▶ **Given task**:
Find each line in the records below that contains the string "shrub" and copy those lines out. Matches must agree in case.

▶ **Data provided**:
»»

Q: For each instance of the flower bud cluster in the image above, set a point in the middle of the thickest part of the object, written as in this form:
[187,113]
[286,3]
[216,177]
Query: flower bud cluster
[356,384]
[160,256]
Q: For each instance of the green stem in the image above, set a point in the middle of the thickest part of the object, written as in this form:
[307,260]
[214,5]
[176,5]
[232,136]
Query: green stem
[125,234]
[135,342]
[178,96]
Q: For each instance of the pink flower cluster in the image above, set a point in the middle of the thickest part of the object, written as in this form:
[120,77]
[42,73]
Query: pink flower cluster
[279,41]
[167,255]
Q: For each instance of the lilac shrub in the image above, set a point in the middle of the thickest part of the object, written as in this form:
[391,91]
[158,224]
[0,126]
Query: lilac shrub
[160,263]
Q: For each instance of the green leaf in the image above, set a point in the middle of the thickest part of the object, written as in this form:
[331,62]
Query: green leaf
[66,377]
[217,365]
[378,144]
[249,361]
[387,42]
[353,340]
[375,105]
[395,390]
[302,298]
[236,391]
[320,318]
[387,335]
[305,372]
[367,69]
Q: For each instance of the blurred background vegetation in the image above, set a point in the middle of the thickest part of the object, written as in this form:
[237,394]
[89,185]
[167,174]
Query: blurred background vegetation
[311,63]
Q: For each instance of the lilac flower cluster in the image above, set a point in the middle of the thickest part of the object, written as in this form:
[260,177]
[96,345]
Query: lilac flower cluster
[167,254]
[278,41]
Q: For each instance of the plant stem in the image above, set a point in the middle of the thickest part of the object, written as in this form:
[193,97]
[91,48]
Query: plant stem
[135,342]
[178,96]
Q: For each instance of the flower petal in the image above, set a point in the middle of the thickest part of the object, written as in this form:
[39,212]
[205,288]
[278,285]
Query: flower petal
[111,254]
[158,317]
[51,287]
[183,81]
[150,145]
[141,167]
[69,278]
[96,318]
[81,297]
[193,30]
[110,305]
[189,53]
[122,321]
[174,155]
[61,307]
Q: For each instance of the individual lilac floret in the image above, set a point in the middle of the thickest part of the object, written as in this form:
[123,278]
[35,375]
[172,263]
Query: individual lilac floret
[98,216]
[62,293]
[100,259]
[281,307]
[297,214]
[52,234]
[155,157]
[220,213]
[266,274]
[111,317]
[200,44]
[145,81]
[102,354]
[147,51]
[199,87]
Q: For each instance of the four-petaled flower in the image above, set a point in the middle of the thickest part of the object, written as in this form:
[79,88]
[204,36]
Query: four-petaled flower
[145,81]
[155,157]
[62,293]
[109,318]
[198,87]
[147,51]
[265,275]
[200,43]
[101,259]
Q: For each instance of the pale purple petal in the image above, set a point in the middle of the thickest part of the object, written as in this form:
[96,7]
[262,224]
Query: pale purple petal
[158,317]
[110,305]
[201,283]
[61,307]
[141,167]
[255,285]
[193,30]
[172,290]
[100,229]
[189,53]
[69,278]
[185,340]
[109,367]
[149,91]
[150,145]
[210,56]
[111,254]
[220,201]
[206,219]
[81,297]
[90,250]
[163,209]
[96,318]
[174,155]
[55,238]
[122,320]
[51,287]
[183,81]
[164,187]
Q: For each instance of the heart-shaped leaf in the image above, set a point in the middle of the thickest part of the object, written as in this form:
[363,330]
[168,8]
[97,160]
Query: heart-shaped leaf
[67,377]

««
»»

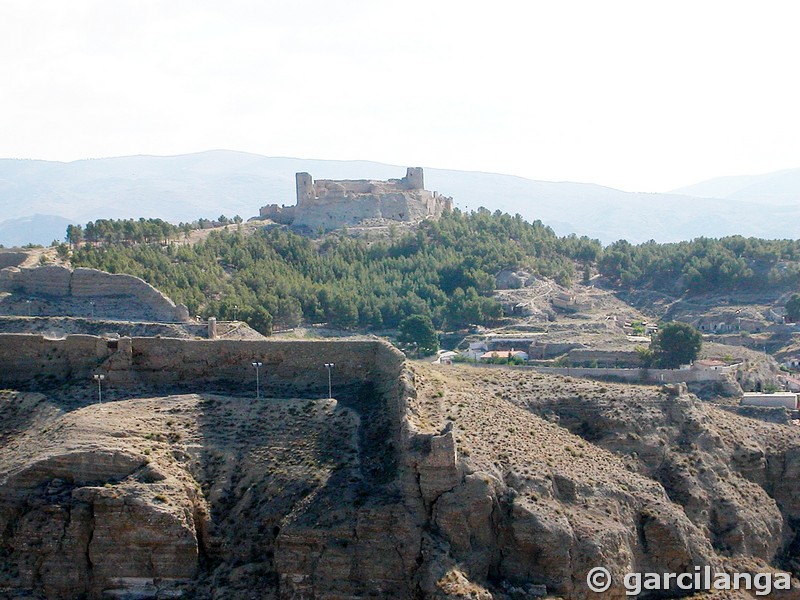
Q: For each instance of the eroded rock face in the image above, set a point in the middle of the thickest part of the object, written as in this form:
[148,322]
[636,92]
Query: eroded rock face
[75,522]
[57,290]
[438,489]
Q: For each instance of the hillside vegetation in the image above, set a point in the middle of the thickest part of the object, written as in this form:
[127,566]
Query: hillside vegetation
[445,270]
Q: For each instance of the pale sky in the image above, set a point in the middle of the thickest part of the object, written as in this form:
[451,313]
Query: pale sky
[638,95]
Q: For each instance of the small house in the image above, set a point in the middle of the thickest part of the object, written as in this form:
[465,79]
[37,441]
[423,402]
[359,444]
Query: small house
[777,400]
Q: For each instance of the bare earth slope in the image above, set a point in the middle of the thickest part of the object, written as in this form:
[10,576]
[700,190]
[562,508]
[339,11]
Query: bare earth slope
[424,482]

««
»»

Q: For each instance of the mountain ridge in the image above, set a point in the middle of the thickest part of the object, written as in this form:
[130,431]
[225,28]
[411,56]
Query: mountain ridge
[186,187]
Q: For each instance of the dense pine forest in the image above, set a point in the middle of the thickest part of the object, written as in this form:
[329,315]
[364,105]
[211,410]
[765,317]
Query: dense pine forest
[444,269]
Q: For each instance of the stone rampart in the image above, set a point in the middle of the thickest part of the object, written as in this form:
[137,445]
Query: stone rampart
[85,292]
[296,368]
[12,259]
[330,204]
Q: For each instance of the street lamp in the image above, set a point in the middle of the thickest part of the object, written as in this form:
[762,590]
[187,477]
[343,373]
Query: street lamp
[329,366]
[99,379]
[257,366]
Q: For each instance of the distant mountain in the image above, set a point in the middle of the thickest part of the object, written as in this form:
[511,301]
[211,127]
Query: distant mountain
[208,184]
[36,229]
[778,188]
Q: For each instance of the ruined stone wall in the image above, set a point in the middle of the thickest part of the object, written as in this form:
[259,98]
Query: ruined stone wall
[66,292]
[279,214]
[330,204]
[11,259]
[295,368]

««

▶ **Problem solution**:
Q: For each instance of the lilac shrub in the image above, set a point in the middle of the thickest part of the object, written as in this form:
Query: lilac shrub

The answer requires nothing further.